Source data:
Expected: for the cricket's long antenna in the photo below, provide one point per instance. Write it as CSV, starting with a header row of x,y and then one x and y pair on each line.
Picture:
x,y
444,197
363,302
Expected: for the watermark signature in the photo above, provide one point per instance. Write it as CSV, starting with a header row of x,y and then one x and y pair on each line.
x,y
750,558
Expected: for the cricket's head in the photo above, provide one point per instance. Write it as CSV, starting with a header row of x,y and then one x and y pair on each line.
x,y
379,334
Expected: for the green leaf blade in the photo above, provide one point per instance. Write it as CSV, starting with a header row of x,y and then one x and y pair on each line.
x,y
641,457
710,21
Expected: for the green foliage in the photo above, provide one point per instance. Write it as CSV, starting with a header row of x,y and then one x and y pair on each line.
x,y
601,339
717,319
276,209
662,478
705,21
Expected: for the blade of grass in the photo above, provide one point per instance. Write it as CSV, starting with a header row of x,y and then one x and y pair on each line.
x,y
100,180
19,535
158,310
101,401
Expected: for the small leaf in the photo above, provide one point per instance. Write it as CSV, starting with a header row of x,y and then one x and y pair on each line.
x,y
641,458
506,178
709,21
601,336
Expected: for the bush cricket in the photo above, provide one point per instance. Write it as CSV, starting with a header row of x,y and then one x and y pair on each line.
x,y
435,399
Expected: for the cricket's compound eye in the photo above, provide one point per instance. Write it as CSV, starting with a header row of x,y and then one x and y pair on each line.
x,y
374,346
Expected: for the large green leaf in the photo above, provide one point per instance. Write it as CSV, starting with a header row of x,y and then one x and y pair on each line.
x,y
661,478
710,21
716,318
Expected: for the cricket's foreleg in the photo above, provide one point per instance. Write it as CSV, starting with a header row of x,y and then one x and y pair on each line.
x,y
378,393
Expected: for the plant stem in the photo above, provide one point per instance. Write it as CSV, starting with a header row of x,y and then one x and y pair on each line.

• _Task_:
Reproduce each entry word for word.

• _Result of this exercise_:
Expected: for the cricket's long antenna in the photo below, provide one point per instance. Write it as CSV, starting with a header row of x,y and then one x and y pair on each line.
Picture:
x,y
444,197
363,302
Expected: for the watermark signature in the photo above, provide one point per instance. Write it as CSV, starting with a header row of x,y and then one x and y pair on each line.
x,y
750,558
Expected: for the cricket's head in the photo above, provide one point per instance. Write it as CSV, starting with a header row of x,y and then one x and y pair on each line.
x,y
379,334
Expected: for the green leaf blade in the photo above, provide one point per instance. Write it as CSV, starting with a header row of x,y and then one x and y pair on each line.
x,y
641,457
710,21
Expected: for the green foliage in the photo above, provide one point per instance. Write it as CSV, starting with a header row of x,y and then one x and y pair on each line.
x,y
601,339
717,319
276,209
662,478
705,21
Expected: for the blade of grass in the photo above, provide one point per instance. Write it as CSV, starting with a header row of x,y and then one x and y pair on each line.
x,y
100,180
19,535
158,310
101,401
Expected: for the small leaf in the photo above, provide one point per instance. Write it as CSV, starting with a header row of x,y and then one x and y pair on each line.
x,y
641,458
506,178
709,21
601,336
Expected: for the bush cricket in the photo above, provide one point per instance. Write it as CSV, starting with a header row of x,y and then one x and y pair on each line.
x,y
435,399
Expected: for the cricket's compound eye in the photo above, provide one point per instance. Write it as CSV, starting with a header row of x,y and then one x and y pair on each line.
x,y
374,346
Expected: for the large green leaf in the photo above, provide one point per instance. Write it as CSV, starting with a header row of x,y and then one x and y pair on each line.
x,y
661,478
710,21
716,318
Expected: for the cricket's foreleg in the photo above, provide one point per instance. Write it as CSV, starting with a header row of x,y and then one x and y pair on each line.
x,y
378,393
Expected: for the plant stem in the photo above, provide one point per instance. Write it as CSV, starting with a header row of x,y and then one x and y pair on each line.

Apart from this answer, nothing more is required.